Rewrite the records below, putting "marking every instance with a point" wherever "placing a point on each instance" appears and leaving everything else unchanged. Leave the pictures out of your answer.

Point placement records:
* BEGIN *
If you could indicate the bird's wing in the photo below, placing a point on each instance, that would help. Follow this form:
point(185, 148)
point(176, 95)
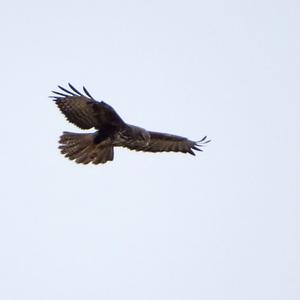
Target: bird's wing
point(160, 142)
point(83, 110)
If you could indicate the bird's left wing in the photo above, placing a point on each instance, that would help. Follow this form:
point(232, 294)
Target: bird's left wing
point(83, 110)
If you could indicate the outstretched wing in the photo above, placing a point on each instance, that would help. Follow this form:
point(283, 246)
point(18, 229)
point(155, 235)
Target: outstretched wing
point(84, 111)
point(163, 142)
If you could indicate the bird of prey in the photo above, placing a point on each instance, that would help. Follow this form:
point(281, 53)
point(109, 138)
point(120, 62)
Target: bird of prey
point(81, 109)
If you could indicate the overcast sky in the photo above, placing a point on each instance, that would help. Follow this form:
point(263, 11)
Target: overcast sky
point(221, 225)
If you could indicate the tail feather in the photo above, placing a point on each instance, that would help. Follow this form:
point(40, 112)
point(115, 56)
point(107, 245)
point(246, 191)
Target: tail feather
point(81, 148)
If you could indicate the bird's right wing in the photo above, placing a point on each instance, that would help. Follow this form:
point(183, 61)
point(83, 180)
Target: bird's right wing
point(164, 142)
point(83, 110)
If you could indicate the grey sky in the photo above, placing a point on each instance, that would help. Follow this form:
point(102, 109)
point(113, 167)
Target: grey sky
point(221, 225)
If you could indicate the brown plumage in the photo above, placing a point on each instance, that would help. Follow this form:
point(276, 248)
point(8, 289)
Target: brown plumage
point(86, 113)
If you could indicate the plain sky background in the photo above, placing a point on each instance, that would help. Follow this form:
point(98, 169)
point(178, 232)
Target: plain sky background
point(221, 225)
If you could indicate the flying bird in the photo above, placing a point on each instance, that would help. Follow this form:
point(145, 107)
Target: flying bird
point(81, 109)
* END *
THE ANSWER -
If you could indicate the bird's wing in the photo below, marking every instance with a point, that would help. Follow this form:
point(185, 148)
point(176, 95)
Target: bird's wing
point(160, 142)
point(83, 110)
If you could indicate the bird's left wing in the photo above, marking every instance with a point, that would help. Follow this form:
point(232, 294)
Target: bird's left wing
point(83, 110)
If you could indicate the outstretched wing in the photo above, marking every instance with a point, that would help. Follow this form:
point(283, 246)
point(18, 229)
point(155, 235)
Target: outstretched wing
point(84, 111)
point(163, 142)
If you could indicate the bird of prey in the photo above, marking every instance with a point, that would help. Follow this form:
point(281, 53)
point(109, 138)
point(120, 62)
Target: bird of prey
point(81, 109)
If you could indicate the overcast sky in the photo above, marking every instance with a point, that would help. Follow this form:
point(263, 11)
Target: overcast sky
point(221, 225)
If you could indicate the tail feather in the photo above, marking every instance with a point, that would help. Follow this form:
point(40, 112)
point(115, 56)
point(107, 245)
point(246, 191)
Target: tail feather
point(81, 148)
If you could indicate the bird's right wing in the photo above, marking every instance with a point, that would help. Follow this form:
point(183, 61)
point(83, 180)
Target: bird's right wing
point(164, 142)
point(83, 110)
If you could indicate the grey sky in the photo above, marking every instance with a point, that would help. Follow this form:
point(102, 109)
point(113, 167)
Target: grey sky
point(221, 225)
If you could indicate the brown plumage in the photo above, marking every instance with a point, that would help. Follow this form:
point(276, 248)
point(8, 289)
Target: brown plumage
point(86, 113)
If you could indicate the plain sky background in the photo above, marking every instance with a point, that would help. Follow this form:
point(98, 169)
point(178, 232)
Target: plain sky background
point(221, 225)
If you could indicate the flying bird in the photo above, marking every instance with a point, that would help. Follow this form:
point(145, 107)
Target: flying bird
point(81, 109)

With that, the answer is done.